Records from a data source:
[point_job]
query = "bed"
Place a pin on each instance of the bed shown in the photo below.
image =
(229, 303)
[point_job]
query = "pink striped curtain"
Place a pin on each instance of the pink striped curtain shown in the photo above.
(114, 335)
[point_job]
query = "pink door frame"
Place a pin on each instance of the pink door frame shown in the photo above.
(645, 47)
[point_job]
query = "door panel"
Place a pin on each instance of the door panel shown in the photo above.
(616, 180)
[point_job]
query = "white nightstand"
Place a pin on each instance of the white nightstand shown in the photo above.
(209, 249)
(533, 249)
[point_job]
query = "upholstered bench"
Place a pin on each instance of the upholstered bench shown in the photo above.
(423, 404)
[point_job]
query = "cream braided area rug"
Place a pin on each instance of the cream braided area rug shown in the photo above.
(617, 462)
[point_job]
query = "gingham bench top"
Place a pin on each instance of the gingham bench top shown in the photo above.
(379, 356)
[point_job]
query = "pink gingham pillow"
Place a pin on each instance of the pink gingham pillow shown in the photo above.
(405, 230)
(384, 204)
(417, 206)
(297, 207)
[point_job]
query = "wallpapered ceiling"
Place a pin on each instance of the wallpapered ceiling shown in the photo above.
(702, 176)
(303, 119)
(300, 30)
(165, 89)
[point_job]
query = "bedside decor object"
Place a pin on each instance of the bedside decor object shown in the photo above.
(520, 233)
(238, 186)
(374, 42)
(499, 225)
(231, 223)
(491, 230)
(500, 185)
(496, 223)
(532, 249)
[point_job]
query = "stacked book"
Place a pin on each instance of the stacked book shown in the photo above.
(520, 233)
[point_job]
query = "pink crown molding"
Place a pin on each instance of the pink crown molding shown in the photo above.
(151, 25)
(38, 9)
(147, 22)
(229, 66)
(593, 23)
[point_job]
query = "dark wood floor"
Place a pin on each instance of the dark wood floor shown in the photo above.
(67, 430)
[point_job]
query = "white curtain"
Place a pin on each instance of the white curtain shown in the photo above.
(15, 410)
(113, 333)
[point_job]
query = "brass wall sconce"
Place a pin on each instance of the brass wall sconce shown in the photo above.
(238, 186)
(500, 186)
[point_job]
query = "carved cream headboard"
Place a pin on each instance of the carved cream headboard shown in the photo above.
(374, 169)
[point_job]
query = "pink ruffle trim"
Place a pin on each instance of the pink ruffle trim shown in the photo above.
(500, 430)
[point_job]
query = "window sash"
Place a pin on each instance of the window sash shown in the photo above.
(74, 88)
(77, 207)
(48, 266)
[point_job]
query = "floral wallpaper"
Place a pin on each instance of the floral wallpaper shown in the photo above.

SHORT EXERCISE:
Repeat all entries. Match them exactly.

REPLY:
[point_job]
query = "bed"
Place a pin on each instance of the bed shown in the photo below.
image =
(229, 303)
[point_job]
query = "pink striped curtain"
Place a pin on each instance of the pink striped curtain shown in the photo above.
(114, 335)
[point_job]
query = "pink door frame"
Place a pin on each instance of the pink door frame shown in the photo above.
(645, 47)
[point_job]
query = "door panel"
Place a pin on each instance of the door panel shown in the photo above.
(616, 180)
[point_job]
query = "white nightstand"
Place a pin on each instance of the white nightstand shown in the photo above.
(209, 249)
(533, 249)
[point_job]
query = "upholstered bench"
Place a pin on each instance of the upholstered bench shown in the photo above.
(423, 404)
[point_job]
query = "cream braided area rug"
Place a pin on each instance of the cream braided area rug shown in the photo above.
(617, 462)
[point_job]
query = "gingham bench top"
Place a pin on each instance of the gingham bench top shown in the photo above.
(379, 356)
[point_job]
query = "pink gingham pillow"
Place a pin on each instance of the pink gingham pillow shown in the photo above.
(405, 230)
(384, 204)
(417, 206)
(297, 207)
[point_job]
query = "wallpapered ceiling"
Place a pin on each instance of the wallpapered ceiling shown in the photo above.
(702, 176)
(303, 119)
(300, 30)
(165, 89)
[point_job]
query = "bedside decor object"
Place a pin on each instance of the bedside decor object shown in the photo above.
(520, 233)
(238, 186)
(374, 42)
(499, 225)
(231, 223)
(491, 230)
(500, 185)
(496, 223)
(532, 249)
[point_job]
query = "stacked book"
Place a pin on each instance of the stacked book shown in the photo above.
(520, 233)
[point_job]
query = "pink crown molding"
Place a pin on each instance of the pink crown molding shown in the photo above.
(151, 25)
(38, 9)
(147, 22)
(229, 66)
(593, 23)
[point_job]
query = "dark wood floor"
Place a pin on each instance of the dark wood floor shown in the photo above.
(67, 430)
[point_job]
query = "white curtain"
Place a pin on each instance of the white curtain shown in the photo above.
(15, 410)
(113, 333)
[point_job]
query = "brass wall sconce"
Place a pin on each instance of the brass wall sconce shown in the photo above.
(238, 186)
(500, 186)
[point_job]
query = "carved cream headboard"
Place a pin on each instance of the carved cream headboard shown in the photo above.
(374, 169)
[point_job]
query = "pink ruffle trim"
Place a pin on each instance of the pink ruffle trim shown in the photo above.
(500, 430)
[point_job]
query = "window sash"
Place a pin on each instance of the window sash shown in the photo above.
(74, 88)
(77, 207)
(48, 266)
[point_job]
query = "floral wallpaper"
Place a pin on each instance of the floral wallpaper shown in the photo above.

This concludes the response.